— Start Material for this task —

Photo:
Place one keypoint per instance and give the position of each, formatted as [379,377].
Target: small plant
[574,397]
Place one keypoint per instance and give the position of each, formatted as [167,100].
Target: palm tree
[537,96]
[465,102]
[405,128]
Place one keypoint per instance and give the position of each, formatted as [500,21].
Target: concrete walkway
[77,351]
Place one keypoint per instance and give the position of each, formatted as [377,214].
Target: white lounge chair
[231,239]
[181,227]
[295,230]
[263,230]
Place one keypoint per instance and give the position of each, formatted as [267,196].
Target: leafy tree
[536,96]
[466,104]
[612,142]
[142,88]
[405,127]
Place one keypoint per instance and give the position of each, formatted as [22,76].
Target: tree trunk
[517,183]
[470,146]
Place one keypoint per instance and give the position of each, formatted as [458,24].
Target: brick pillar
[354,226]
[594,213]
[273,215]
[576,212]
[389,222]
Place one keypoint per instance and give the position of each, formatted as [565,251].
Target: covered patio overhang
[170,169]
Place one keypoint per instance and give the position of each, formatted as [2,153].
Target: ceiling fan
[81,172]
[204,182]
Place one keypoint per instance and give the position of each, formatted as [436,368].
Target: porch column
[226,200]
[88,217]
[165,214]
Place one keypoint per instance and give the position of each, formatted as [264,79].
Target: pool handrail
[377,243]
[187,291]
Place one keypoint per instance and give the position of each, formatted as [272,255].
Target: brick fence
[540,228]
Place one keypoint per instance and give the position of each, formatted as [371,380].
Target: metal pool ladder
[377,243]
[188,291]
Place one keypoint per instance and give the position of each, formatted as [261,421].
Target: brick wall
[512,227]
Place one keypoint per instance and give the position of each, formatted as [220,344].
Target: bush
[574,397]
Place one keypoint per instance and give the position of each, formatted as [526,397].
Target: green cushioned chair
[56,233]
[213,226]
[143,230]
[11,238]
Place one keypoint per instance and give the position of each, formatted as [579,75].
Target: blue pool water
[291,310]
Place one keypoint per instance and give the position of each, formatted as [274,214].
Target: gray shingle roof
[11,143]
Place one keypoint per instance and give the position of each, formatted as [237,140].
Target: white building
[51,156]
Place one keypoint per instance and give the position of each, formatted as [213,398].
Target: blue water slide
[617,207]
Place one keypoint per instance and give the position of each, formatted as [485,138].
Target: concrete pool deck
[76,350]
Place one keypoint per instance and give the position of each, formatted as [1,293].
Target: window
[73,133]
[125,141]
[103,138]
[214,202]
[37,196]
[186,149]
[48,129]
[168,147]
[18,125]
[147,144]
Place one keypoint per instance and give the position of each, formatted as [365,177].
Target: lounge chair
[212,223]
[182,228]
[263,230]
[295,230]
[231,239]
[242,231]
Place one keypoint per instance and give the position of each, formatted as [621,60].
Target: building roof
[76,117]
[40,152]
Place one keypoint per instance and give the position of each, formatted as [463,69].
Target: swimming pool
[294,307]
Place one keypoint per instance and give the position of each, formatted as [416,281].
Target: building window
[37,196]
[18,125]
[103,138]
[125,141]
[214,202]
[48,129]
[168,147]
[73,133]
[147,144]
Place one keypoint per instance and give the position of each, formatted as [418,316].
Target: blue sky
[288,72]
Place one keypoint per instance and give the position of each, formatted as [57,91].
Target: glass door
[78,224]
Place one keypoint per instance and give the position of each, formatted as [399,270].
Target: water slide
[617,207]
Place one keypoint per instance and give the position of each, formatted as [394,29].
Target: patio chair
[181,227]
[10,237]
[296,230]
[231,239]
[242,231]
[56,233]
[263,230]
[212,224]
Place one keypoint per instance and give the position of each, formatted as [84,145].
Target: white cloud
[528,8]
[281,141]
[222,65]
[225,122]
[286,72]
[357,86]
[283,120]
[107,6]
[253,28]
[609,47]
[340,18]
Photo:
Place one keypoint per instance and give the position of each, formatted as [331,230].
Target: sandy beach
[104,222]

— End Material for this task —

## Directions for this task
Copy the material above, line for line.

## Output of the task
Photo:
Place one keypoint per instance and give the position of each, formatted as [379,377].
Target: small plant
[574,397]
Place one keypoint per instance and give the position of each, formatted as [167,100].
Target: palm tree
[537,96]
[465,102]
[405,128]
Place one keypoint per instance and give the position of each, formatted as [500,21].
Target: concrete walkway
[77,351]
Place one keypoint per instance and give the position of each, formatted as [377,214].
Target: white lounge chair
[231,239]
[181,227]
[295,230]
[263,230]
Place one keypoint per instance and give the position of each, formatted as [267,196].
Target: leafy tree
[536,96]
[466,104]
[612,142]
[142,88]
[405,127]
Place one keypoint per instance and give the position of each, formatted as [22,76].
Target: tree trunk
[517,183]
[470,146]
Place one keypoint per instance and give the position of each, formatted as [458,24].
Target: brick pillar
[354,226]
[594,213]
[273,215]
[576,212]
[389,222]
Place one keypoint per instance and give the position of each, formatted as [565,251].
Target: covered patio overhang
[170,169]
Place one keypoint per instance and give the position of each, formatted as [2,153].
Target: ceiling fan
[81,172]
[204,182]
Place one keypoint per instance and give the position of each, formatted as [436,368].
Target: porch column
[226,200]
[88,217]
[165,214]
Place one keypoint per instance and give the position of each, formatted as [264,79].
Target: pool handrail
[377,243]
[187,291]
Place one keypoint per instance and give the position of each, formatted as [272,255].
Target: brick fence
[540,228]
Place one keypoint per instance and give the position of each, formatted as [371,380].
Target: metal pool ladder
[377,243]
[188,291]
Place one keypoint per instance and give the position of each, formatted as [261,421].
Target: brick wall
[512,227]
Place one keypoint per instance and give the position of each, formatted as [220,344].
Target: bush
[574,397]
Place one keypoint per instance and give the position of each, formatted as [526,397].
Target: green cushioned chair
[56,233]
[213,226]
[143,230]
[11,238]
Place one keypoint per instance and give the position of each, formatted as [579,75].
Target: blue pool water
[291,310]
Place one keypoint per instance and give the position of each, formatted as [274,214].
Target: gray shingle roof
[11,143]
Place one keypoint per instance and give the position of each, formatted as [237,140].
Target: white building
[51,156]
Place one keypoint per instance and give the position of each, formatted as [213,398].
Target: blue water slide
[617,207]
Place one keypoint per instance and give the position of each, formatted as [485,138].
Target: concrete pool deck
[76,350]
Place one keypoint per instance and give the position of each, formatted as [1,293].
Target: window
[73,133]
[125,141]
[103,138]
[214,202]
[37,196]
[186,149]
[48,129]
[168,147]
[18,125]
[147,144]
Place one keypoint per instance and give the position of each, formatted as [365,177].
Target: lounge chair
[212,223]
[182,228]
[263,230]
[295,230]
[231,239]
[242,231]
Place one keypoint per instance and give the position of each, formatted as [621,60].
Target: building roof
[76,117]
[40,152]
Place one keypoint per instance and give the position of each, formatted as [463,69].
Target: swimming pool
[294,307]
Place one keypoint per instance and give the position of each, formatted as [416,281].
Target: building window
[37,196]
[18,125]
[103,138]
[125,141]
[214,202]
[48,129]
[168,147]
[73,133]
[147,144]
Place one keypoint per instance and give the position of each, formatted as [418,316].
Target: blue sky
[288,72]
Place one keypoint per instance and give the position of each, formatted as [57,91].
Target: glass door
[78,224]
Place one keypoint per instance and give the position of each, formatted as [399,270].
Target: water slide
[617,207]
Place one keypoint per instance and give the position of each, formatted as [394,29].
Target: patio chair
[181,227]
[10,237]
[296,230]
[231,239]
[242,231]
[56,233]
[263,230]
[212,224]
Place one keypoint per instance and give the position of each, formatted as [84,145].
Target: white cloud
[528,8]
[281,141]
[222,65]
[225,122]
[286,72]
[357,86]
[283,120]
[107,6]
[253,28]
[609,47]
[340,18]
Photo:
Place one keypoint per instance and give the position of each, formatted as [331,230].
Target: sandy beach
[104,222]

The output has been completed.